Copy the pandas workshop text below in full, word for word.

** Start READING TEXT **

# import pandas as pd

## Workshop: Pandas and Data Manipulation

**pandas** is a Python package providing fast, flexible, and expressive data
structures designed to make working with "relational" or "labeled" data both
easy and intuitive. It aims to be the fundamental high-level building block for
doing practical, **real world** data analysis in Python. Additionally, it has
the broader goal of becoming **the most powerful and flexible open source data
analysis / manipulation tool available in any language**. It is already well on
its way toward this goal.

### Main Features
Here are just a few of the things that pandas does well:

  - Easy handling of missing data in floating point as well as non-floating
    point data
  - Size mutability: columns can be inserted and deleted from DataFrame and
    higher dimensional objects
  - Automatic and explicit data alignment: objects can  be explicitly aligned
    to a set of labels, or the user can simply ignore the labels and let
    `Series`, `DataFrame`, etc. automatically align the data for you in
    computations
  - Powerful, flexible group by functionality to perform split-apply-combine
    operations on data sets, for both aggregating and transforming data
  - Make it easy to convert ragged, differently-indexed data in other Python
    and NumPy data structures into DataFrame objects
  - Intelligent label-based slicing, fancy indexing, and subsetting of large
    data sets
  - Intuitive merging and joining data sets
  - Flexible reshaping and pivoting of data sets
  - Hierarchical labeling of axes (possible to have multiple labels per tick)

** End READING TEXT **
** Start RECORD SET **

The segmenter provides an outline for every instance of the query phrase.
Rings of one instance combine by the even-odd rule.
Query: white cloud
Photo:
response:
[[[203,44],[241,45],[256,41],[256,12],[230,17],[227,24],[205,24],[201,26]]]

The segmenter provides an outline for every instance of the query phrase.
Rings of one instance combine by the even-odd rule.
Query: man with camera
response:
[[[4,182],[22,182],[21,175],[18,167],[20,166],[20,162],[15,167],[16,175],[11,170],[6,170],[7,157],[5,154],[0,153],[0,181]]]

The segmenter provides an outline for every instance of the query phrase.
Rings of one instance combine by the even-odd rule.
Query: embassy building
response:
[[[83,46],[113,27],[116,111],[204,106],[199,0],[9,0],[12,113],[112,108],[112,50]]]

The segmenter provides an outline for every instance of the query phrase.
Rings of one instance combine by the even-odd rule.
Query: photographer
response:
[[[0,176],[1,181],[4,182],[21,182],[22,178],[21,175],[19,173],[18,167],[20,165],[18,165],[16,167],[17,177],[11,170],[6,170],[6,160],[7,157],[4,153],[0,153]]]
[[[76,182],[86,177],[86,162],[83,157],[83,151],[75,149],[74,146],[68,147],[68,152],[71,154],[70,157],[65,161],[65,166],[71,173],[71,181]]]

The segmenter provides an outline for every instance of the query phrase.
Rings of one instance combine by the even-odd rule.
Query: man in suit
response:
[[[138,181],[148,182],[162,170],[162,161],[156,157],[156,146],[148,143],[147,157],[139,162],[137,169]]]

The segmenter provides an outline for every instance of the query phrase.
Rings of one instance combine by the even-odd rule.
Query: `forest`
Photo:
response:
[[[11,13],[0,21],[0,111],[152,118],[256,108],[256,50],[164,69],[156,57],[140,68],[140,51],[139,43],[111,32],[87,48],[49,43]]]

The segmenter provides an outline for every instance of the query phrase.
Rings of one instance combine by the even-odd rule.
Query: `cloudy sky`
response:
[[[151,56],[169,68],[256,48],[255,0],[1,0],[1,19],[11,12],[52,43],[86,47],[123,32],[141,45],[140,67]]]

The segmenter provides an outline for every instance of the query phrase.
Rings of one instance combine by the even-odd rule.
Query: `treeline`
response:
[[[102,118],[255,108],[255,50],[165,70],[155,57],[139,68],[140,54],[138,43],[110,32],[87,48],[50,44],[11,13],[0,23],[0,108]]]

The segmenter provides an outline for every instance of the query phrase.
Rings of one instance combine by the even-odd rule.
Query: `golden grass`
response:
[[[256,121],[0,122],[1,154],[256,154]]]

** End RECORD SET **

= RESULT OF THE TASK =
# import pandas as pd

## Workshop: Pandas and Data Manipulation

**pandas** is a Python package providing fast, flexible, and expressive data
structures designed to make working with "relational" or "labeled" data both
easy and intuitive. It aims to be the fundamental high-level building block for
doing practical, **real world** data analysis in Python. Additionally, it has
the broader goal of becoming **the most powerful and flexible open source data
analysis / manipulation tool available in any language**. It is already well on
its way toward this goal.

### Main Features
Here are just a few of the things that pandas does well:

  - Easy handling of missing data in floating point as well as non-floating
    point data
  - Size mutability: columns can be inserted and deleted from DataFrame and
    higher dimensional objects
  - Automatic and explicit data alignment: objects can  be explicitly aligned
    to a set of labels, or the user can simply ignore the labels and let
    `Series`, `DataFrame`, etc. automatically align the data for you in
    computations
  - Powerful, flexible group by functionality to perform split-apply-combine
    operations on data sets, for both aggregating and transforming data
  - Make it easy to convert ragged, differently-indexed data in other Python
    and NumPy data structures into DataFrame objects
  - Intelligent label-based slicing, fancy indexing, and subsetting of large
    data sets
  - Intuitive merging and joining data sets
  - Flexible reshaping and pivoting of data sets
  - Hierarchical labeling of axes (possible to have multiple labels per tick)